+++ QUELLENAUSZUG

Die spannende Geschichte der Kamele, Dromedare, Trampeltiere, Lamas und Alpakas
Das Wiener Weltmuseum erzählt von alten Gefährten des Menschen
Wer an Kamele denkt, hat meistens das Bild von schwer beladenen Lasttieren, die in einer Karawane als „Schiffe der Wüste“durch sandige Landschaften Nordafrikas oder Vorderasiens ziehen, vor sich. Die Geschichte der heute weit verbreiteten Familie dieser Paarhufer hat aber in einer ganz anderen Region begonnen – in Nordamerika. Dass die Vereinten Nationen (UN) auf Initiative Boliviens das Jahr 2024 zum Internationalen Jahr der Kameliden erklärt haben, nahm das Wiener Weltmuseum zum Anlass, diese Geschichte in einer Ausstellung zu erzählen. Der UN-Generalversammlung ist es ein Anliegen, mit Hilfe dieser Tiere extreme Armut und Hunger zu verringern, die Ökosysteme der Welt zu schützen und das Einkommen von Frauen – sie sind oft die Halterinnen von Alpakas in Südamerika – zu stärken.
„Die wenigsten Menschen wissen, dass die ältesten Vorfahren der Kamele die Größe von Kaninchen hatten und vor 45 Millionen Jahren in Nordamerika lebten“, erklärt die OstasienExpertin Bettina Zorn, die mit Gerard van Bussel, Irina Eder und Tobias Mörike das kuratorische Team der aktuellen Schau bildet. Durch ihre Gestaltung will die Ausstellung nicht nur Erwachsene, sondern auch Kinder ansprechen, die zum Beispiel hautnah in Erfahrung bringen dürfen, wie Kamele duften und sich anfühlen.
Über die Bering-Straße nach Asien
Die nördlichste Art der frühen Kameliden bevölkerte vor etwa 3,5 Millionen Jahren die Nadelwälder und die Tundra Kanadas. Über Landbrücken – damals bestand auch noch dort, wo heute die Beringstraße ist, eine Verbindung von Alaska nach Asien – gelangten vor etwa 6 Millionen Jahren Urkamele nach Westen und vor etwa 3 Millionen Jahren nach Süden und passten sich den jeweiligen klimatischen Bedingungen an. In Nordamerika starben die Kamele vor ungefähr 12.000 Jahren aus.

++++++

§ KURZE ÜBUNG: Gib bitte den Abschnitt des Textes über die Geschichte der Kamele wieder, der mit den Worten „Über die Bering-Straße“ beginnt und mit „12.000 Jahren aus.“ endet, und benenne dabei „Urkamele“ in „frühe Kamele“ um.

+++ DATENSÄTZE

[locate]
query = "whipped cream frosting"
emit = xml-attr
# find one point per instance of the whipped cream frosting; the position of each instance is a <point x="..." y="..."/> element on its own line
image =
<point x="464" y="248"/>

++++++

§ LÖSUNG ZUR ÜBUNG:
Über die Bering-Straße nach Asien
Die nördlichste Art der frühen Kameliden bevölkerte vor etwa 3,5 Millionen Jahren die Nadelwälder und die Tundra Kanadas. Über Landbrücken – damals bestand auch noch dort, wo heute die Beringstraße ist, eine Verbindung von Alaska nach Asien – gelangten vor etwa 6 Millionen Jahren frühe Kamele nach Westen und vor etwa 3 Millionen Jahren nach Süden und passten sich den jeweiligen klimatischen Bedingungen an. In Nordamerika starben die Kamele vor ungefähr 12.000 Jahren aus.